Centre Pompidou – This is not a Museum

Arte TV | Pontus Hultén (first director of the museum) | IRCAM

The Centre Georges-Pompidou is celebrating its 40th anniversary this year. How does the utopia of its origins still inhabit this incredible cultural machine today? A look back at four decades of success.

It is home to one of the world’s largest museums of modern art, at the head of a major collection of works from 1900 to the present day, the Institute for Research and Acoustic/Music Coordination (Ircam), founded by Pierre Boulez, a gigantic public library (the BPI), temporary exhibition galleries, theatres and cinemas. Familiarly known as “Beaubourg”, the liner gained a foothold in the Les Halles district under the impetus of President Pompidou, who dreamed of a place in Paris “that would be both a museum and a centre of creation, where the plastic arts would rub shoulders with music, cinema, books and audiovisual research”. Before its inauguration in 1977, the aesthetics of the architects Renzo Piano and Richard Rogers sparked an epic controversy. But once the Centre national d’art et de culture Georges-Pompidou was launched, its success continued unabated. A laboratory for sensory experiences (sound, visual, audiovisual), mixing artistic practices (painting, sculpture with the Brancusi collection, graphics, design, poetry, dance…) and multiple audiences, this flagship of French cultural institutions offers the opportunity to discover an avant-garde in perpetual turmoil.

**WHAT YOU WILL DO**
(A) Answer these questions from the text on the Centre Pompidou:
(i) Which anniversary is the Centre celebrating this year?
(ii) Who founded Ircam?
(iii) In what year was the Centre inaugurated?
(B) Turn the paragraph of the Centre Pompidou text that begins "It is home to one of the world's largest museums" into a short bulleted list of its main facts.
(C) Pick up the text on the Centre Pompidou after its final sentence and add a few more sentences in the same style.

Segmentation mask data
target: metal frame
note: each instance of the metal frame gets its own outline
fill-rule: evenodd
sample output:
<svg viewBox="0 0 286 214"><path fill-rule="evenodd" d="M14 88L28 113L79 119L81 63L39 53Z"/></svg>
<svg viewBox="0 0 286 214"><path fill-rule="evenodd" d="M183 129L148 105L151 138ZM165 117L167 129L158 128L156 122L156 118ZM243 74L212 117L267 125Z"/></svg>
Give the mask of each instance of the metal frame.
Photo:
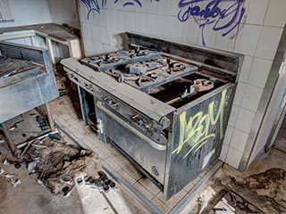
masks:
<svg viewBox="0 0 286 214"><path fill-rule="evenodd" d="M240 171L244 171L250 164L250 160L253 155L254 149L257 144L258 136L261 135L260 128L265 121L265 115L267 114L267 109L270 104L271 97L273 94L274 88L277 85L277 81L280 78L279 72L283 62L286 58L286 28L284 27L277 52L272 64L268 78L265 84L265 87L263 91L263 95L258 104L258 108L252 124L247 144L244 148L242 158L239 166Z"/></svg>

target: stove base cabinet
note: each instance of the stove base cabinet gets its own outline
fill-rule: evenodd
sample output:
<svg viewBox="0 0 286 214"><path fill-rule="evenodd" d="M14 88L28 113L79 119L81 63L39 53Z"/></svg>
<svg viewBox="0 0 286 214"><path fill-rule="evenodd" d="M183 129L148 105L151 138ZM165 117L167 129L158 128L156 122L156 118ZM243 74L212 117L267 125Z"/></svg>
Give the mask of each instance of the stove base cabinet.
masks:
<svg viewBox="0 0 286 214"><path fill-rule="evenodd" d="M227 84L174 112L164 195L180 192L220 156L234 95Z"/></svg>
<svg viewBox="0 0 286 214"><path fill-rule="evenodd" d="M218 159L233 92L234 84L229 83L172 112L165 145L147 138L104 102L97 102L99 135L139 166L170 199Z"/></svg>
<svg viewBox="0 0 286 214"><path fill-rule="evenodd" d="M62 63L79 86L85 125L168 200L218 159L243 56L128 37L125 51Z"/></svg>

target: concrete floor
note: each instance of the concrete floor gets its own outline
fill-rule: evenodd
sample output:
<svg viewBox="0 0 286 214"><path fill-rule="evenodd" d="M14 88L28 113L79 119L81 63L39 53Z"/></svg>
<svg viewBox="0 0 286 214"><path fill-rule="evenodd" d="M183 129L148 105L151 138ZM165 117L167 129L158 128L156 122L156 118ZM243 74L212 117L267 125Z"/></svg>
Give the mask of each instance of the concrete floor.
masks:
<svg viewBox="0 0 286 214"><path fill-rule="evenodd" d="M19 126L19 130L27 129L34 130L34 125L31 123L35 120L29 119L30 113L35 111L27 112L26 116L19 116L12 119L19 121L25 119ZM16 143L25 140L21 135L12 131L12 136ZM75 144L62 133L64 141L69 144ZM26 138L29 136L27 135ZM4 165L4 160L8 154L12 155L5 143L0 144L0 169L4 170L4 174L14 174L16 178L21 181L21 184L16 187L13 187L9 180L0 176L0 214L114 214L114 213L149 213L138 201L134 200L124 189L121 188L116 183L116 188L111 189L109 193L101 193L98 190L91 189L85 185L76 186L72 195L64 198L61 195L51 193L49 189L41 186L36 181L35 175L29 175L27 168L22 164L21 168L15 169L13 165ZM97 173L97 172L95 172Z"/></svg>
<svg viewBox="0 0 286 214"><path fill-rule="evenodd" d="M251 165L248 170L239 173L233 169L224 167L215 177L205 186L205 188L193 198L188 206L181 211L184 214L198 213L200 206L198 199L207 199L207 195L214 196L217 193L214 184L215 179L222 179L225 175L236 177L239 180L245 180L252 175L265 172L268 169L280 168L286 171L286 122L282 126L273 148L266 153L258 157ZM5 154L7 148L3 148L4 144L0 144L0 152ZM5 146L4 146L5 147ZM21 185L13 188L7 180L0 177L0 214L47 214L47 213L149 213L139 201L126 193L117 184L118 188L112 190L108 193L102 193L97 190L92 190L86 186L78 186L72 193L71 197L63 198L62 195L54 195L46 187L40 186L32 175L29 175L27 169L22 166L16 169L13 165L4 166L2 164L4 155L0 156L0 167L6 173L14 173L21 180ZM265 181L266 182L266 181ZM284 188L286 183L282 184ZM248 195L250 199L257 198L265 193L251 192ZM281 189L280 197L286 198L286 188ZM273 198L277 195L273 194ZM283 200L285 200L285 198ZM265 204L259 204L255 202L257 206L264 207ZM272 213L272 212L265 212Z"/></svg>

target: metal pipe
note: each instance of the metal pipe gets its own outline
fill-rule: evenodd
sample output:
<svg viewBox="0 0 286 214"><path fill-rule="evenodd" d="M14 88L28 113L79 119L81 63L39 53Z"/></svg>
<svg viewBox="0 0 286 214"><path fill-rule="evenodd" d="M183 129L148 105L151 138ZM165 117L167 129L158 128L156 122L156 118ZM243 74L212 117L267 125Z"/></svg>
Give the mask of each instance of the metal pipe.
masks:
<svg viewBox="0 0 286 214"><path fill-rule="evenodd" d="M12 139L11 136L10 136L10 133L9 133L9 130L7 129L6 126L5 126L5 123L1 123L1 128L2 128L2 130L4 132L4 135L6 137L6 140L7 140L7 143L8 143L8 145L13 152L13 154L14 154L15 152L15 150L16 150L16 146L15 146L15 143L14 141Z"/></svg>

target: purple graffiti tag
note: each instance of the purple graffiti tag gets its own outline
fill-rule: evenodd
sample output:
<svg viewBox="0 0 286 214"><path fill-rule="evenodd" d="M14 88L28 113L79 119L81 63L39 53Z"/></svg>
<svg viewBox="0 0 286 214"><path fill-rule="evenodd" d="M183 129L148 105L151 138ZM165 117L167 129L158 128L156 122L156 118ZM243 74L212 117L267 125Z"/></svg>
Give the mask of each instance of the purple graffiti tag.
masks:
<svg viewBox="0 0 286 214"><path fill-rule="evenodd" d="M100 13L100 7L97 0L81 0L81 2L86 5L88 9L88 20L89 20L89 15L91 12ZM106 0L102 0L102 6L106 4Z"/></svg>
<svg viewBox="0 0 286 214"><path fill-rule="evenodd" d="M99 0L100 1L100 0ZM153 0L148 0L149 2L153 2ZM155 0L155 2L159 2L160 0ZM107 0L101 0L101 7L105 8L106 6ZM116 4L120 0L114 0L114 4ZM88 20L89 20L89 15L91 12L96 12L100 14L100 7L98 0L81 0L81 3L85 4L88 9ZM123 7L137 4L139 7L142 7L142 0L132 0L132 1L125 1L123 4Z"/></svg>
<svg viewBox="0 0 286 214"><path fill-rule="evenodd" d="M228 2L231 5L223 8L223 2ZM229 36L230 39L233 39L245 24L244 2L245 0L181 0L178 4L178 20L181 22L189 18L195 20L202 29L203 45L206 45L206 27L211 26L214 31L221 31L222 37ZM206 6L202 6L204 3L207 3Z"/></svg>

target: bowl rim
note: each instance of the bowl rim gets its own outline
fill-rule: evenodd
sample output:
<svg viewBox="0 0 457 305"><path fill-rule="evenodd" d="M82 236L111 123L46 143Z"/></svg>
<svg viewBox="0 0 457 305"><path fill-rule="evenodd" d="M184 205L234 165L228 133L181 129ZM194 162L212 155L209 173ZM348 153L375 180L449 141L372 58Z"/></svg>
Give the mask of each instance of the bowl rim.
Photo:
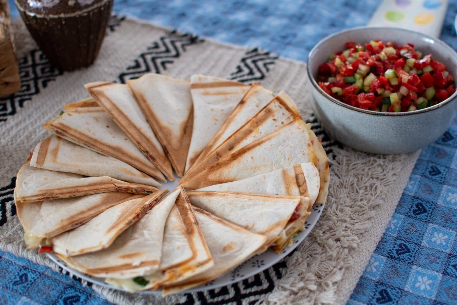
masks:
<svg viewBox="0 0 457 305"><path fill-rule="evenodd" d="M386 29L389 30L394 30L394 31L400 31L401 32L406 32L408 33L413 33L414 34L419 34L420 35L423 36L425 38L431 39L433 41L434 43L436 43L439 44L441 47L447 49L447 50L450 51L451 53L453 53L454 57L457 59L457 53L451 47L449 46L446 43L443 42L442 40L440 40L438 38L435 38L434 37L432 37L429 35L426 35L423 33L420 32L415 32L414 31L411 31L411 30L407 30L406 29L401 28L399 27L351 27L349 28L345 29L341 31L339 31L337 32L331 34L323 39L321 39L319 42L314 45L313 48L309 52L308 54L308 58L306 61L306 71L308 75L308 78L309 79L311 84L324 97L326 98L330 101L333 102L334 103L339 105L340 106L343 106L348 109L355 110L358 112L363 112L364 113L367 113L367 114L372 114L374 115L378 115L378 116L406 116L406 115L411 115L413 114L416 114L418 113L422 113L424 112L428 112L429 111L431 111L434 110L436 109L437 109L441 107L442 107L445 105L448 104L452 101L454 100L456 97L457 97L457 90L456 91L454 94L452 94L450 96L448 97L447 99L441 102L436 105L433 105L430 107L427 107L426 108L424 108L423 109L417 109L416 110L414 110L413 111L405 111L405 112L381 112L380 111L375 111L374 110L366 110L365 109L362 109L360 108L358 108L357 107L355 107L354 106L351 106L350 105L348 105L345 104L340 101L337 100L336 98L332 97L331 96L327 94L324 90L323 90L318 85L317 82L314 79L314 77L311 74L311 69L310 68L310 62L311 61L310 59L312 57L312 55L314 55L314 53L316 52L317 48L323 43L327 41L329 39L337 36L339 35L342 34L343 33L345 33L347 32L353 32L354 31L359 31L363 30L366 29ZM454 80L454 84L456 83L456 81Z"/></svg>

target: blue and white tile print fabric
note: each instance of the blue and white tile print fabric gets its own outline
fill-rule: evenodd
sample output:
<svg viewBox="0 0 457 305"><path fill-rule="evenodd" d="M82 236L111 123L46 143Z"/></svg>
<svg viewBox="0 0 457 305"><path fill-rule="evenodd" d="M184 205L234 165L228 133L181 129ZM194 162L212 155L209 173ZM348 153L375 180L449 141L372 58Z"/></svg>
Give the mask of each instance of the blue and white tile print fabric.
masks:
<svg viewBox="0 0 457 305"><path fill-rule="evenodd" d="M348 304L457 304L457 121L419 157Z"/></svg>

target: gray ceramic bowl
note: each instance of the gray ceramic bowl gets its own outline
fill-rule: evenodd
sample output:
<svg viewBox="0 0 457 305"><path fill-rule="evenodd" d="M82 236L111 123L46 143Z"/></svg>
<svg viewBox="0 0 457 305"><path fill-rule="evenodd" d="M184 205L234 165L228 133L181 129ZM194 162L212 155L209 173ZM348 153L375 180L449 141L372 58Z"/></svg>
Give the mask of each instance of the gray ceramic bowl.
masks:
<svg viewBox="0 0 457 305"><path fill-rule="evenodd" d="M425 147L436 140L453 119L457 111L457 91L436 105L404 112L364 110L333 98L314 80L318 68L329 54L344 49L345 43L366 43L381 39L399 45L413 43L423 54L431 54L444 63L457 80L457 53L444 43L417 32L391 27L355 27L328 36L309 53L308 76L314 97L313 108L322 127L333 139L356 150L377 154L399 154Z"/></svg>

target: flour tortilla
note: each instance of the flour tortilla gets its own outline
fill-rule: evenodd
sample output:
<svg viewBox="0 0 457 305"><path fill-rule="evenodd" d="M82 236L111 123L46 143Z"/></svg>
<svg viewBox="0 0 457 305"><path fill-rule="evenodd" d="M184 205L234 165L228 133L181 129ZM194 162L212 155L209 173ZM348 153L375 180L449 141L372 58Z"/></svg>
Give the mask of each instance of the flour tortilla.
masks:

**YOUR WRITTEN ANSWERS**
(A)
(i) Its 40th anniversary.
(ii) Pierre Boulez.
(iii) 1977.

(B)
- The Centre houses one of the world's largest museums of modern art, with a major collection of works from 1900 to the present. It also contains Ircam (founded by Pierre Boulez), a large public library (the BPI), temporary exhibition galleries, theatres and cinemas.
- It is familiarly known as "Beaubourg" and stands in the Les Halles district.
- President Pompidou drove the project. He wanted a place in Paris that would be both a museum and a center of creation, where the arts would mix.
- Before the 1977 inauguration, the architecture of Renzo Piano and Richard Rogers caused a major controversy.
- After the Centre opened, its success never let up.
- It is a laboratory for sensory experiences that mixes artistic practices and audiences. It gives visitors a chance to discover an ever-changing avant-garde.

(C)
Unique model?
Giving the floor to artists (Annette Messager, Giuseppe Penone, Daniel Buren…) as well as to those who made or are making the institution (Claude Mollard, its first secretary general, Serge Lasvignes, its current president, Frank Madlener, the director of Ircam…), this film revisits four decades of inventiveness. At a time when the art market is booming, international museums are competing fiercely and public funding is dwindling, it invites us to reflect on a unique model which, like the Louvre, is now bringing its “brand” to life outside Paris, with the Centre Pompidou-Metz, and abroad, in Málaga, Shanghai and Brussels.